I’ve had a chronic condition called fibromyalgia for 20 years. It causes widespread pain, fatigue and many many other symptoms. There is no cure for fibromyalgia and whilst it won’t kill me, living with it is extremely difficult.
In fact, life as I once knew it was decimated by fibromyalgia. 20 years ago I was studying for a PhD in international family law at Cambridge University and had a full scholarship to train as a barrister afterwards.
I didn’t get the PhD and I didn’t become a barrister.
For 20 years I struggled with the physical and psychological symptoms of fibromyalgia with varying degrees of success. Meanwhile I found a new kind of meaning in life by raising my family, becoming a published poet, and volunteering for various literacy schemes for adults and disadvantaged children.
Unfortunately, 6 months ago all of the coping mechanisms I had developed were no longer working and I was in a very very dark place, physically but particularly emotionally. Seeing a well-being practitioner in the musculoskeletal service has been life-changing.

Record set »
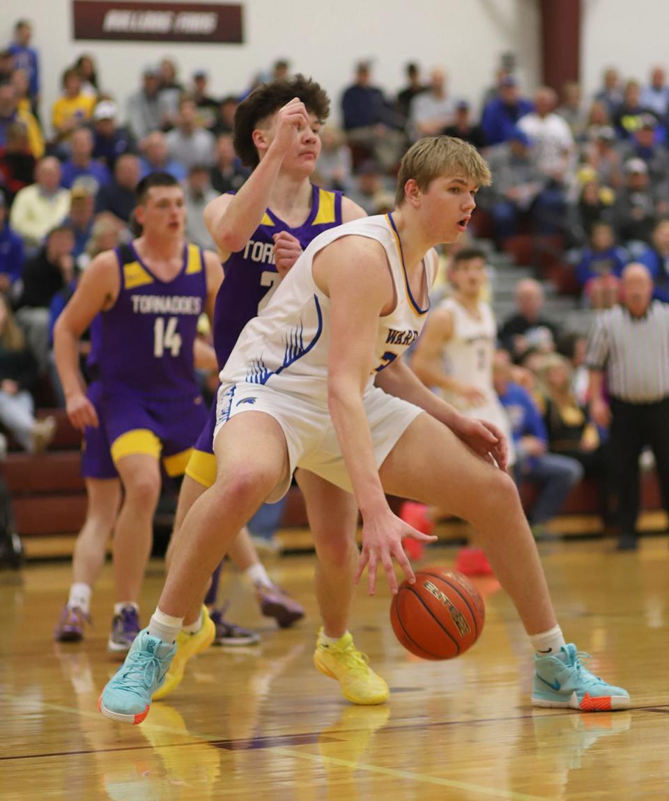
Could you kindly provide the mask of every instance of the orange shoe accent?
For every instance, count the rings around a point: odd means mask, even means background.
[[[584,712],[610,712],[611,709],[611,699],[610,695],[605,695],[602,698],[590,698],[590,693],[586,693],[586,694],[581,699],[581,703],[579,706]]]

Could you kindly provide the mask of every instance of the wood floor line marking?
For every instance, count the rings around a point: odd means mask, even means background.
[[[293,748],[272,748],[272,754],[284,754],[287,756],[297,757],[300,759],[308,759],[312,762],[328,763],[331,765],[339,765],[341,767],[354,768],[357,771],[367,771],[369,773],[377,773],[393,779],[408,779],[423,784],[435,784],[441,787],[453,787],[456,790],[466,790],[478,793],[479,795],[490,795],[497,799],[507,799],[508,801],[550,801],[545,795],[528,795],[526,793],[517,793],[513,790],[502,790],[500,787],[486,787],[482,784],[472,784],[470,782],[458,782],[455,779],[444,779],[442,776],[432,776],[427,773],[414,773],[413,771],[398,771],[394,767],[382,767],[381,765],[370,765],[368,763],[353,762],[350,759],[341,759],[338,757],[322,756],[318,754],[309,754],[307,751],[298,751]]]

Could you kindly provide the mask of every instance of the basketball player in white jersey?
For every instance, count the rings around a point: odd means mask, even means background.
[[[486,277],[482,251],[470,248],[455,254],[450,274],[454,292],[429,316],[411,366],[426,386],[464,415],[493,423],[503,432],[510,466],[515,461],[511,430],[493,387],[497,324],[493,310],[481,300]],[[492,573],[480,548],[461,549],[455,568],[466,575]]]
[[[357,579],[367,568],[371,594],[379,566],[397,593],[393,557],[415,581],[402,537],[434,539],[395,516],[385,493],[449,509],[476,528],[530,636],[534,702],[582,710],[629,706],[626,690],[587,671],[575,646],[565,643],[504,471],[503,435],[437,397],[398,358],[429,308],[433,247],[466,230],[476,191],[489,182],[471,146],[449,137],[419,140],[402,159],[394,211],[316,237],[247,324],[220,374],[216,483],[183,521],[187,536],[148,628],[103,690],[105,715],[145,718],[199,588],[244,521],[287,491],[298,466],[354,494],[363,518]],[[315,659],[318,665],[318,650]]]

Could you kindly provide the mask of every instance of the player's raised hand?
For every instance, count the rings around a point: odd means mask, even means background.
[[[276,272],[284,278],[286,273],[297,261],[302,252],[300,240],[287,231],[280,231],[272,237],[274,239],[274,261]]]
[[[276,114],[276,128],[271,147],[285,155],[309,125],[306,107],[299,98],[293,98]]]
[[[99,425],[95,407],[83,392],[71,395],[67,398],[66,410],[70,422],[80,431],[83,431],[87,425],[94,429]]]
[[[419,542],[434,542],[437,537],[424,534],[401,520],[389,509],[387,513],[363,521],[362,551],[356,572],[356,584],[367,568],[368,590],[373,595],[377,589],[377,570],[381,566],[385,571],[390,591],[397,592],[397,578],[393,566],[396,559],[409,583],[416,581],[411,562],[402,547],[402,539],[409,537]]]

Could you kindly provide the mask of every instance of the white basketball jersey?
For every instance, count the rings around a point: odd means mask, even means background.
[[[439,308],[448,309],[453,319],[453,334],[444,348],[445,372],[488,397],[494,397],[493,357],[497,325],[490,307],[479,303],[478,314],[474,316],[455,298],[447,298]]]
[[[436,276],[437,254],[431,251],[425,256],[425,297],[414,299],[392,216],[367,217],[324,231],[311,242],[268,305],[244,327],[220,372],[221,383],[266,384],[327,405],[330,301],[314,282],[312,268],[316,255],[344,236],[365,236],[380,242],[395,286],[395,308],[379,318],[375,366],[367,389],[376,373],[418,338],[429,308],[427,290]]]

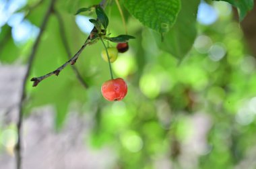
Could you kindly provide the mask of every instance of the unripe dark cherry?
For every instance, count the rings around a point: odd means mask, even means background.
[[[121,101],[127,93],[127,85],[121,78],[109,80],[103,83],[101,93],[108,101]]]
[[[119,43],[117,45],[117,49],[119,53],[124,53],[129,50],[128,42]]]

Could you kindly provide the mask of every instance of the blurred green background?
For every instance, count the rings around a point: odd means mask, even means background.
[[[0,67],[26,65],[49,4],[42,1],[31,9],[29,7],[40,1],[18,1],[20,4],[0,1],[4,11],[0,14]],[[88,19],[95,18],[88,13],[73,14],[96,3],[67,0],[56,4],[64,18],[72,54],[88,36],[92,25],[87,27]],[[70,113],[90,117],[89,131],[82,133],[84,137],[79,139],[92,150],[108,146],[116,154],[115,162],[102,168],[256,168],[256,55],[247,45],[232,6],[220,1],[201,2],[197,37],[183,59],[161,50],[154,39],[156,33],[123,10],[129,34],[136,37],[129,41],[129,51],[120,54],[113,64],[114,76],[127,82],[125,99],[108,102],[101,95],[101,85],[110,74],[108,64],[100,56],[103,46],[97,43],[86,47],[75,64],[89,88],[81,85],[70,66],[58,77],[53,76],[36,87],[28,82],[25,119],[33,115],[35,109],[50,106],[53,132],[58,135]],[[125,34],[114,2],[106,7],[106,13],[111,36]],[[67,60],[59,27],[53,15],[29,79]],[[0,109],[3,113],[7,108],[3,103],[7,101],[3,90]],[[3,116],[0,153],[11,156],[17,137],[11,131],[15,131],[15,121],[4,121]]]

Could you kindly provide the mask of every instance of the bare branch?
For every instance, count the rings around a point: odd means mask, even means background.
[[[75,62],[78,59],[79,56],[80,55],[82,51],[86,47],[86,46],[90,42],[90,36],[86,40],[86,42],[84,42],[84,45],[81,47],[81,48],[78,50],[78,52],[69,60],[67,60],[65,64],[57,68],[56,70],[53,70],[51,72],[49,72],[44,76],[40,76],[40,77],[34,77],[31,78],[31,81],[34,82],[33,87],[36,87],[38,83],[42,81],[42,80],[51,76],[53,74],[55,74],[56,76],[58,76],[59,74],[61,72],[61,71],[65,68],[69,64],[71,65],[73,65],[75,64]]]
[[[102,1],[100,3],[100,5],[102,8],[104,8],[107,1],[108,0],[102,0]],[[92,29],[92,30],[91,31],[90,35],[93,35],[94,34],[95,34],[95,32],[98,32],[97,29],[94,27]],[[83,51],[83,50],[86,47],[86,46],[88,44],[89,44],[91,42],[92,42],[92,41],[91,41],[90,36],[89,36],[87,38],[86,42],[84,44],[84,45],[77,51],[77,52],[76,52],[76,54],[71,58],[70,58],[69,60],[67,60],[65,64],[63,64],[63,65],[61,65],[61,66],[59,66],[59,68],[57,68],[57,69],[55,69],[55,70],[53,70],[53,72],[49,72],[49,73],[48,73],[48,74],[46,74],[45,75],[43,75],[43,76],[39,76],[39,77],[33,77],[32,78],[31,78],[30,81],[34,82],[33,87],[36,87],[38,84],[39,82],[40,82],[44,79],[45,79],[45,78],[51,76],[51,75],[55,74],[56,76],[58,76],[59,74],[59,73],[61,72],[61,71],[63,68],[65,68],[68,64],[69,64],[71,65],[75,64],[75,62],[76,62],[76,61],[77,61],[77,60],[78,59],[80,54]],[[86,85],[86,87],[87,87],[87,85]]]
[[[44,17],[42,20],[42,23],[40,27],[40,32],[38,37],[36,39],[36,41],[34,44],[33,48],[32,49],[32,52],[28,58],[28,68],[26,71],[25,76],[22,82],[22,95],[18,105],[19,111],[18,111],[18,120],[17,123],[17,129],[18,129],[18,142],[15,145],[15,158],[16,158],[16,168],[20,169],[22,168],[22,117],[23,117],[23,103],[26,97],[26,84],[28,78],[28,76],[30,73],[31,67],[32,65],[32,62],[35,57],[36,52],[38,49],[39,42],[40,41],[42,33],[44,31],[44,29],[46,26],[46,23],[49,21],[50,15],[52,13],[53,5],[55,3],[56,0],[51,0],[51,4],[48,8],[46,13],[44,15]]]

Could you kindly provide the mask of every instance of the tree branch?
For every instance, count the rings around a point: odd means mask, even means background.
[[[49,21],[49,19],[50,17],[50,15],[52,13],[53,5],[55,3],[56,0],[51,0],[51,3],[49,5],[49,7],[48,8],[48,10],[44,15],[44,17],[43,18],[42,23],[40,27],[40,32],[38,34],[38,37],[36,39],[36,41],[34,44],[34,46],[32,49],[32,52],[30,53],[30,55],[28,58],[28,68],[26,71],[25,76],[23,80],[22,86],[22,95],[18,105],[18,119],[17,123],[17,130],[18,130],[18,141],[17,144],[15,145],[15,158],[16,158],[16,168],[20,169],[22,168],[22,117],[23,117],[23,103],[25,100],[26,97],[26,84],[28,78],[28,76],[30,72],[30,70],[32,65],[32,62],[34,60],[34,58],[35,57],[36,52],[38,49],[39,42],[40,41],[42,33],[44,31],[44,29],[46,27],[46,23]]]
[[[106,3],[107,2],[107,0],[102,0],[100,3],[100,5],[104,9],[105,7]],[[97,29],[94,27],[92,30],[91,31],[90,34],[93,34],[94,32],[97,32]],[[79,55],[81,54],[83,50],[86,47],[86,46],[90,44],[91,42],[90,40],[90,36],[89,36],[83,46],[81,47],[81,48],[75,54],[75,55],[71,58],[69,60],[67,60],[65,64],[53,70],[53,72],[51,72],[45,75],[43,75],[42,76],[39,77],[33,77],[31,78],[30,81],[34,82],[33,87],[36,87],[39,82],[40,82],[44,79],[51,76],[51,75],[55,74],[56,76],[58,76],[61,71],[64,69],[68,64],[73,65],[75,64],[77,60],[78,59]]]
[[[59,21],[59,33],[61,34],[61,38],[62,40],[62,42],[64,45],[65,50],[66,50],[66,52],[67,54],[67,58],[71,58],[72,54],[71,54],[71,50],[67,42],[67,36],[65,36],[66,34],[65,32],[65,29],[64,29],[63,19],[61,17],[61,15],[59,14],[59,13],[57,11],[55,10],[55,14],[56,15],[56,17]],[[80,82],[82,85],[83,85],[83,87],[85,88],[88,88],[88,84],[84,80],[82,75],[80,74],[80,73],[79,72],[76,67],[74,66],[72,66],[72,68],[75,74],[76,77],[77,78],[78,80]]]

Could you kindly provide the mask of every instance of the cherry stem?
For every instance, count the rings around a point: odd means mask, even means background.
[[[123,27],[125,27],[125,34],[128,34],[127,27],[126,26],[125,19],[125,17],[123,16],[122,8],[120,6],[120,3],[119,3],[119,0],[115,0],[115,2],[117,3],[118,9],[119,9],[120,15],[121,15],[121,17],[122,17]]]
[[[110,71],[111,79],[113,80],[113,79],[114,79],[114,78],[113,78],[113,72],[112,72],[112,68],[111,68],[110,59],[110,58],[109,58],[109,55],[108,55],[108,49],[106,48],[106,45],[105,45],[105,43],[104,43],[104,41],[103,41],[102,38],[101,37],[101,36],[100,36],[100,38],[101,42],[102,42],[102,44],[103,44],[103,45],[104,45],[104,47],[105,48],[105,50],[106,50],[106,56],[108,56],[108,61],[109,70]]]

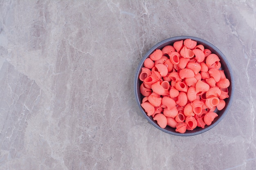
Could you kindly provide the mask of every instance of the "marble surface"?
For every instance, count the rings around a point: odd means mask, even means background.
[[[253,170],[256,1],[0,0],[0,170]],[[165,133],[135,100],[152,46],[191,35],[235,76],[225,118],[203,134]]]

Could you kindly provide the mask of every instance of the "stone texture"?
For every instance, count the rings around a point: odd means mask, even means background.
[[[256,166],[256,2],[0,1],[0,169],[253,170]],[[153,46],[204,39],[235,76],[226,117],[180,137],[135,101]]]

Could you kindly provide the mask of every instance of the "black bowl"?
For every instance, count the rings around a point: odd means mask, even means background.
[[[219,111],[217,110],[217,111],[215,112],[218,114],[218,116],[214,119],[214,120],[211,125],[209,126],[206,125],[204,128],[198,127],[192,130],[186,130],[184,133],[180,133],[176,132],[175,128],[168,126],[164,129],[161,128],[157,124],[157,122],[153,120],[152,117],[149,117],[147,115],[147,114],[141,106],[141,101],[144,96],[141,94],[140,92],[139,87],[142,82],[139,80],[139,76],[141,72],[142,67],[144,66],[144,61],[147,58],[148,58],[149,55],[156,49],[162,49],[166,45],[173,45],[173,43],[176,41],[185,40],[186,39],[191,39],[196,41],[198,42],[198,44],[203,45],[205,49],[209,49],[211,51],[212,53],[216,54],[219,57],[220,60],[220,62],[222,66],[220,69],[224,71],[227,78],[229,79],[230,82],[230,85],[228,88],[229,91],[228,94],[229,97],[229,98],[225,99],[226,102],[225,107],[221,110]],[[154,46],[146,53],[141,59],[138,66],[135,76],[134,85],[135,98],[139,109],[145,117],[151,124],[158,129],[166,133],[177,136],[187,136],[198,135],[206,132],[214,127],[223,119],[227,113],[233,100],[234,77],[231,67],[227,60],[224,55],[214,45],[205,40],[199,38],[189,36],[180,36],[168,38],[162,41]]]

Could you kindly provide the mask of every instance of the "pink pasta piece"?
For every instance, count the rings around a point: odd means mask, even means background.
[[[159,63],[163,64],[168,59],[168,58],[167,56],[163,55],[160,59],[155,62],[155,64]]]
[[[151,88],[146,88],[144,83],[140,85],[139,91],[144,96],[148,96],[152,93],[152,90]]]
[[[144,62],[144,66],[148,69],[151,69],[155,66],[155,63],[150,58],[148,58]]]
[[[174,118],[178,114],[178,110],[176,107],[171,109],[168,109],[167,108],[165,108],[164,109],[163,113],[166,117]]]
[[[184,115],[186,116],[194,116],[195,113],[193,112],[193,108],[190,103],[188,103],[185,106],[183,110]]]
[[[171,62],[173,65],[177,65],[180,63],[180,54],[177,52],[173,52],[169,54]]]
[[[204,103],[200,101],[195,100],[191,103],[191,106],[193,109],[193,112],[196,115],[200,114],[202,110],[202,106]]]
[[[184,133],[186,130],[186,126],[185,122],[178,123],[176,126],[175,131],[180,133]]]
[[[221,88],[228,88],[230,85],[229,80],[227,78],[221,79],[218,82],[216,83],[217,86]]]
[[[155,66],[161,77],[166,76],[168,73],[168,68],[163,64],[158,63]]]
[[[141,68],[141,72],[139,78],[141,81],[144,81],[146,78],[151,75],[151,71],[150,69],[145,67]]]
[[[152,115],[155,112],[155,107],[149,102],[145,102],[141,104],[141,106],[147,113],[148,116]]]
[[[163,55],[169,54],[171,53],[174,51],[175,51],[175,49],[171,45],[167,45],[165,46],[164,48],[163,48],[163,49],[162,49],[162,52],[163,52]]]
[[[162,104],[166,106],[168,110],[176,106],[176,102],[174,100],[168,97],[164,97],[162,98]]]
[[[175,88],[175,87],[171,86],[170,89],[169,95],[171,98],[176,97],[179,95],[180,92],[179,91]]]
[[[175,88],[180,91],[186,92],[188,91],[188,86],[182,82],[178,82],[175,84]]]
[[[209,126],[214,120],[215,118],[217,117],[218,115],[217,113],[213,112],[209,112],[207,113],[204,117],[204,120],[205,124]]]
[[[156,114],[153,120],[156,120],[158,125],[162,128],[164,128],[167,125],[167,119],[165,116],[162,114]]]
[[[178,99],[176,103],[181,106],[184,106],[188,102],[188,97],[186,94],[183,91],[181,91],[178,95]]]
[[[195,100],[197,94],[197,92],[195,91],[195,88],[192,86],[189,87],[187,92],[188,100],[190,102]]]
[[[184,40],[184,46],[188,49],[193,49],[195,47],[197,42],[190,39],[186,39]]]
[[[173,43],[173,47],[175,49],[177,52],[180,52],[183,46],[183,40],[177,41]]]
[[[210,86],[201,80],[198,80],[195,84],[195,91],[197,92],[206,92],[210,89]]]
[[[168,59],[164,64],[168,69],[168,73],[171,73],[173,68],[173,64],[169,58]]]
[[[198,126],[198,122],[195,117],[189,116],[186,118],[185,123],[187,125],[187,129],[192,130],[196,128]],[[188,129],[187,128],[189,128]]]
[[[197,63],[201,63],[204,61],[205,56],[204,52],[199,49],[195,49],[193,50],[195,54],[195,58],[196,60]]]
[[[171,117],[166,117],[167,119],[167,125],[173,128],[176,128],[177,122],[176,121],[175,119]]]
[[[195,77],[195,73],[189,68],[184,68],[180,70],[179,75],[182,79],[185,78],[192,78]]]
[[[185,115],[183,112],[178,112],[178,114],[175,117],[175,120],[177,122],[182,122],[185,120]]]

Exercise instructions » Carry on the account above of living with fibromyalgia, starting right after its last sentence about the well-being practitioner.

Answer box »
It hasn’t always been easy – in fact, there are times when I wouldn’t have been able to speak to you today without crying. Challenging the thoughts and behaviours of 20 years isn’t an easy thing to do. But there are no words to say what a difference this service has made – I have learnt better ways to cope with this condition and my well-being and quality of life has improved.
There are many many more stories like mine of the very real difference the wellbeing service has made to our lives by improving our psychological health alongside our physical health.
There are always going to be significant challenges in living with fibromyalgia but thanks to the wellbeing service I no longer feel like it’s a living death.